---------- SOURCE MATERIAL ----------

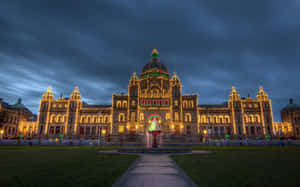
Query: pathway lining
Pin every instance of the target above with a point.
(154, 170)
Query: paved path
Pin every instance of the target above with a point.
(154, 171)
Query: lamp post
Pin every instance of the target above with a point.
(103, 132)
(1, 134)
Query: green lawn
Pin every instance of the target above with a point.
(243, 166)
(60, 166)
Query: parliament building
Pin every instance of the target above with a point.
(154, 93)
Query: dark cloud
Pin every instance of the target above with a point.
(97, 45)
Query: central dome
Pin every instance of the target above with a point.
(154, 67)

----------

◆ **PROBLEM DESCRIPTION**: An exact, image-free transcript of the material is required.

◆ **RESULT OF THIS EXERCISE**:
Query: pathway lining
Pin every instance of the target above with a point.
(154, 170)
Query: paved path
Pin every instance of the target above with a point.
(154, 171)
Query: lamp post
Pin every instance of the target above with a point.
(103, 132)
(1, 134)
Query: green lawn
Pin every instance of the target above with a point.
(243, 166)
(60, 166)
Query: parliament building
Pin every instance of the target above with a point.
(154, 93)
Query: dark cloud
Pin every instance of the target above with a point.
(97, 45)
Query: central dome
Pin every instance of the target above with a point.
(154, 67)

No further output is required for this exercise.